BEGIN MATERIAL FOR THE TASK
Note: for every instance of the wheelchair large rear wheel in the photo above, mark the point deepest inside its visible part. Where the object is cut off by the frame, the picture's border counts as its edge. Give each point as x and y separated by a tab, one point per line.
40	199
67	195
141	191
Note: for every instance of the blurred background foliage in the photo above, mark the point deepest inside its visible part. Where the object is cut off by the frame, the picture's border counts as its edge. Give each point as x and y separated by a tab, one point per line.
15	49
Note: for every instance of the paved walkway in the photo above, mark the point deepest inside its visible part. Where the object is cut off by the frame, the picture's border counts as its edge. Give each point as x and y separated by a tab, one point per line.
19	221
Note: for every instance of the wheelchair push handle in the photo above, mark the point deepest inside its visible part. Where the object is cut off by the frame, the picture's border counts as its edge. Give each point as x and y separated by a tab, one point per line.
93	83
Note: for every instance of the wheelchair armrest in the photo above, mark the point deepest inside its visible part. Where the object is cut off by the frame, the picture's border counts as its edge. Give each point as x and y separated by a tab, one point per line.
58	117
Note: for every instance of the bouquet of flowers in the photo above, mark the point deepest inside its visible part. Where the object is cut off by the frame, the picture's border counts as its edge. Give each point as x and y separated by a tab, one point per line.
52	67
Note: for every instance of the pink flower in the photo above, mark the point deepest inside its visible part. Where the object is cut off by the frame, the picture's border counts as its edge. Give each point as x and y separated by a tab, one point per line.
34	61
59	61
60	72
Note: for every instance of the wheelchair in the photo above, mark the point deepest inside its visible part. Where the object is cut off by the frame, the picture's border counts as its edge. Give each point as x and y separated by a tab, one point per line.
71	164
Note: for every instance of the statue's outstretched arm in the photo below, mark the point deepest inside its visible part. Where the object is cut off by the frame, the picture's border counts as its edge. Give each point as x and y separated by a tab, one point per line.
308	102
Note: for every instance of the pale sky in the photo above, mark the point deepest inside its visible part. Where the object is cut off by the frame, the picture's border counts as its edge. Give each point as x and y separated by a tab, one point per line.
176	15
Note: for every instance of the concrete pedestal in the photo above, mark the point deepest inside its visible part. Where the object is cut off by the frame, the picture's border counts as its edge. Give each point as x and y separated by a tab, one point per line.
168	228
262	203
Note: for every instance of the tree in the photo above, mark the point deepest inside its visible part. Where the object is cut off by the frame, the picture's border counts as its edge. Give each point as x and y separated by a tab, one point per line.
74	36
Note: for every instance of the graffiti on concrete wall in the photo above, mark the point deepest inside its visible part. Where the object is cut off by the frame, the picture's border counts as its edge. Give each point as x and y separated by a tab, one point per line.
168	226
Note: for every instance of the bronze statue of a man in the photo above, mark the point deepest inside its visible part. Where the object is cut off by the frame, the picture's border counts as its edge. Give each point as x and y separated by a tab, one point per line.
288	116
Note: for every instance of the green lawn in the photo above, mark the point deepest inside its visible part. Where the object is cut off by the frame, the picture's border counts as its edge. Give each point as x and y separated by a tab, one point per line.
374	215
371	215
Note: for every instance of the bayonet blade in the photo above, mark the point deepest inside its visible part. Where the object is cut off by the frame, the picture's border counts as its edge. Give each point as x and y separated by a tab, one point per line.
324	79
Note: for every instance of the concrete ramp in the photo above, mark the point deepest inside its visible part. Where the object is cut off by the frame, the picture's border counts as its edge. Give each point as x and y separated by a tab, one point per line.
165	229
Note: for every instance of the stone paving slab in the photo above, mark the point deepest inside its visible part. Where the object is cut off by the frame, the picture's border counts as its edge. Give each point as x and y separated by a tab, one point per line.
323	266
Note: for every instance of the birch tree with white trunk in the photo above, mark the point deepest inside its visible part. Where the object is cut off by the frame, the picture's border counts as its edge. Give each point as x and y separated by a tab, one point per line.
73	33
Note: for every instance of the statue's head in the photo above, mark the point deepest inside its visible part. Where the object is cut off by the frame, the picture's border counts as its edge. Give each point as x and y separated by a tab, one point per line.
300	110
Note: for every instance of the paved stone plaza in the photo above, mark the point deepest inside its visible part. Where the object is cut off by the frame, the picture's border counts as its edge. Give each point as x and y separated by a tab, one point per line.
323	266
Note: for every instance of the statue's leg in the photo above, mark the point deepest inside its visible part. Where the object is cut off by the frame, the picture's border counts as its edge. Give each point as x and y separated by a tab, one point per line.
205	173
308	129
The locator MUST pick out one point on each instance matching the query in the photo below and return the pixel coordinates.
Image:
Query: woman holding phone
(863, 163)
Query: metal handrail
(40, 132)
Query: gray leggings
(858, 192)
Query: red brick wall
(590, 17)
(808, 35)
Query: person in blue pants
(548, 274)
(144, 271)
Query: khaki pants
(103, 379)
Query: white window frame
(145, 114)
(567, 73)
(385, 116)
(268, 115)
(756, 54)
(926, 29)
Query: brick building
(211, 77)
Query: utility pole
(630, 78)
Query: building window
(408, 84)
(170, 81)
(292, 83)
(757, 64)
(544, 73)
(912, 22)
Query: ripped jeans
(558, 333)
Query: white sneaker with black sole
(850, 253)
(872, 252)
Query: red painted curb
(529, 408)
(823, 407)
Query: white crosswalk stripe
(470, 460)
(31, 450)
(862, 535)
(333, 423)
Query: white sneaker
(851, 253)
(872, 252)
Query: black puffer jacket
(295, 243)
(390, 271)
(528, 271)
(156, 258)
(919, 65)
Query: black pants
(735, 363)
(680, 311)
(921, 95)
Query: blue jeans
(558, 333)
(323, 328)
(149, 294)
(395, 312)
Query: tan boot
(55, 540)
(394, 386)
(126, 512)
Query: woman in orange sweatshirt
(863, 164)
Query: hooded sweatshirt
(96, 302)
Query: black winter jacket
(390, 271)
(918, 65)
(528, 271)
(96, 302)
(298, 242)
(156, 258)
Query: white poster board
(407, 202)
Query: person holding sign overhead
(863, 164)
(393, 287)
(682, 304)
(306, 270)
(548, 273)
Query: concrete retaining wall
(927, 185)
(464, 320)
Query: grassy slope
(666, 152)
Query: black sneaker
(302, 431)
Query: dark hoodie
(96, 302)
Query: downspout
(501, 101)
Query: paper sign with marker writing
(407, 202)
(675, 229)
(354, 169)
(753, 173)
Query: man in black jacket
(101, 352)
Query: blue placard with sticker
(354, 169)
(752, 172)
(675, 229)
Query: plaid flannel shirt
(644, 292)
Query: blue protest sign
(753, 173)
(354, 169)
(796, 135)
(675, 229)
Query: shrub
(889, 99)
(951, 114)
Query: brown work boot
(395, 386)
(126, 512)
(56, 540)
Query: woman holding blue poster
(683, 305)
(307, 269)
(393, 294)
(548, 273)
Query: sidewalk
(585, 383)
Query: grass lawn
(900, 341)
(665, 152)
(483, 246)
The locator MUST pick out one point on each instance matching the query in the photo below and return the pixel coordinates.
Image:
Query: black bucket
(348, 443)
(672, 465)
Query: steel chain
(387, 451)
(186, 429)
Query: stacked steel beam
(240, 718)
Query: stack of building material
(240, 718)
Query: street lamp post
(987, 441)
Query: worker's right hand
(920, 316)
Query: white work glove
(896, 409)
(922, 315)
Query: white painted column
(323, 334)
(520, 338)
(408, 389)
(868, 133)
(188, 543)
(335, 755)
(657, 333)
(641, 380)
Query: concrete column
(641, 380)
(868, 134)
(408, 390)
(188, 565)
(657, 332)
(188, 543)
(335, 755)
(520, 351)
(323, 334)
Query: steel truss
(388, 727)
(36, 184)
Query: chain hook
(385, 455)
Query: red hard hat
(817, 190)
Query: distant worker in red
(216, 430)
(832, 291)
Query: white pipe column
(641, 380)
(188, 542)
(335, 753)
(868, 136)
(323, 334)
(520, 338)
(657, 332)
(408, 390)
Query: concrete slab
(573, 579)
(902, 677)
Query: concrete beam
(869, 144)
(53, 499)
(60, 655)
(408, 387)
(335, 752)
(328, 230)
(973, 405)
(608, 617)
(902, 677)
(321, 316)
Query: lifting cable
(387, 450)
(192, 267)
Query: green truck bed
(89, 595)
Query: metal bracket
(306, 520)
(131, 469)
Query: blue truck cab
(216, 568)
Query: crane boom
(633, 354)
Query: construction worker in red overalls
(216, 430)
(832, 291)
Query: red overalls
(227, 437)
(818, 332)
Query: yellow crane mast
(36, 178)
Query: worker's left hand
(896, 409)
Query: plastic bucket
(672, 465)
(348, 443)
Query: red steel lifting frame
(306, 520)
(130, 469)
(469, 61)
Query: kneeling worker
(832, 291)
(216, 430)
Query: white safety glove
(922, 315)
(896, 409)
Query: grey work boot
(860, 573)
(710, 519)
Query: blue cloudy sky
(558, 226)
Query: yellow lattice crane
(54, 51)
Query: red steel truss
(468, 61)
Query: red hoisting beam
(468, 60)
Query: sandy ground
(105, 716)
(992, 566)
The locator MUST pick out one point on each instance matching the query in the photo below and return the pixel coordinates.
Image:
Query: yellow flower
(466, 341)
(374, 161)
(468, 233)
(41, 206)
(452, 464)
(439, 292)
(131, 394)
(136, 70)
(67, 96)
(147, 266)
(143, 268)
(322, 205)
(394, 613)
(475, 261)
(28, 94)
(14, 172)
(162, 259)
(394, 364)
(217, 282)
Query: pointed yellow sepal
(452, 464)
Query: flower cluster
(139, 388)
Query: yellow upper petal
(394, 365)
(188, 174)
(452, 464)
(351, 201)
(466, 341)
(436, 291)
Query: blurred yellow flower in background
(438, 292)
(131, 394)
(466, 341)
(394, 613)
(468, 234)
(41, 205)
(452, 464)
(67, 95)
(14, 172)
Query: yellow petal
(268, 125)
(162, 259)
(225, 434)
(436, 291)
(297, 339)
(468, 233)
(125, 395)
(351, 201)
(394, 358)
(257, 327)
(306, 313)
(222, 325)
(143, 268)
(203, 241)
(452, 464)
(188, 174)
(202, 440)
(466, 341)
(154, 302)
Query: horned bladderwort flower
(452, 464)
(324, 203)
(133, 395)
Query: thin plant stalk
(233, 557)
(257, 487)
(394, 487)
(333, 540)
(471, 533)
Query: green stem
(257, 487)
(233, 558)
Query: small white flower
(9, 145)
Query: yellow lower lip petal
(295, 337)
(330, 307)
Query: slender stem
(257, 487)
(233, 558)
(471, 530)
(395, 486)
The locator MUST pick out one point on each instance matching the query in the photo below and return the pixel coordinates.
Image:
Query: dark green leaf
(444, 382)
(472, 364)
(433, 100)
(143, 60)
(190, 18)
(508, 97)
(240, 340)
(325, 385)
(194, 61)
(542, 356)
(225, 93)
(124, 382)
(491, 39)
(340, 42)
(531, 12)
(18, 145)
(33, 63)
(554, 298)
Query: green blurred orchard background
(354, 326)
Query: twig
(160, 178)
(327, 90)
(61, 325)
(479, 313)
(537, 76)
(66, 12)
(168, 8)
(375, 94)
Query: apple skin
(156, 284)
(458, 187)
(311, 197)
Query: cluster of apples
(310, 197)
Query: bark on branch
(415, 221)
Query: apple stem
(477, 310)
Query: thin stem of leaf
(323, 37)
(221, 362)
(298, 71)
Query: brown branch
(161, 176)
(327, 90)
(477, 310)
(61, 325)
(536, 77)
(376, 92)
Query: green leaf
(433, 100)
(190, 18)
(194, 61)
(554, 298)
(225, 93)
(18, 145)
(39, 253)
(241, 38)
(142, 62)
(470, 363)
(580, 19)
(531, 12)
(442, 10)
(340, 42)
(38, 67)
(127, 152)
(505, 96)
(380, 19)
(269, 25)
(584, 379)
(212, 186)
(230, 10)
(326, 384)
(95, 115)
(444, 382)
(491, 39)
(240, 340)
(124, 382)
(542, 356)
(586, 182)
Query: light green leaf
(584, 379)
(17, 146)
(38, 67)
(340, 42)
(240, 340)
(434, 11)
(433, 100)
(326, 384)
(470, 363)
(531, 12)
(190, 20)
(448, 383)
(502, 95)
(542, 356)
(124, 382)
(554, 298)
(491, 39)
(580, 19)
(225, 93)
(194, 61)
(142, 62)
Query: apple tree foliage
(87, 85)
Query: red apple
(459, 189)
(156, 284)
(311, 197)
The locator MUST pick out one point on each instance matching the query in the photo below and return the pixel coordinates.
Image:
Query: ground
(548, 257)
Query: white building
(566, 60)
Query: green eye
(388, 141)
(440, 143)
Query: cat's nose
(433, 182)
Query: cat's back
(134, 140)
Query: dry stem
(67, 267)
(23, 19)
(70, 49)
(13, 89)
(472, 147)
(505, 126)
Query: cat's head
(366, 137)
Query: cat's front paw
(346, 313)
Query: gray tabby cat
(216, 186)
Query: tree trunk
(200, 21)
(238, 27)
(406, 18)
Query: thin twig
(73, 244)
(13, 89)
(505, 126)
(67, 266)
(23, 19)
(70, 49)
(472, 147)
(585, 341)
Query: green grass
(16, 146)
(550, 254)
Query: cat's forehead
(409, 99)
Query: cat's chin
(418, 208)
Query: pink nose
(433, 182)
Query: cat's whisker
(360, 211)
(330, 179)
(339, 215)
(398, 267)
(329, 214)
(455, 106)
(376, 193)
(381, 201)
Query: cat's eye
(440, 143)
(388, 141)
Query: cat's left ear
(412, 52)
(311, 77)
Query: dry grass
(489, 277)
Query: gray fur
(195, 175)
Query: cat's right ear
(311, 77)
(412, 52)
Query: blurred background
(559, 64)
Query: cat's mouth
END MATERIAL FOR THE TASK
### YOUR TASK
One line above contains "Query: green grass". Output that line and each one after it, word for word, and nothing else.

### ANSWER SPACE
Query: green grass
(16, 146)
(550, 254)
Query: cat's forehead
(409, 99)
Query: cat's chin
(418, 208)
Query: pink nose
(433, 182)
Query: cat's whisker
(360, 211)
(330, 179)
(339, 215)
(398, 267)
(329, 214)
(455, 106)
(376, 193)
(381, 201)
Query: cat's eye
(440, 143)
(388, 141)
Query: cat's left ear
(412, 52)
(311, 77)
Query: dry grass
(489, 277)
Query: gray fur
(195, 175)
Query: cat's right ear
(311, 77)
(412, 52)
Query: blurred background
(559, 64)
Query: cat's mouth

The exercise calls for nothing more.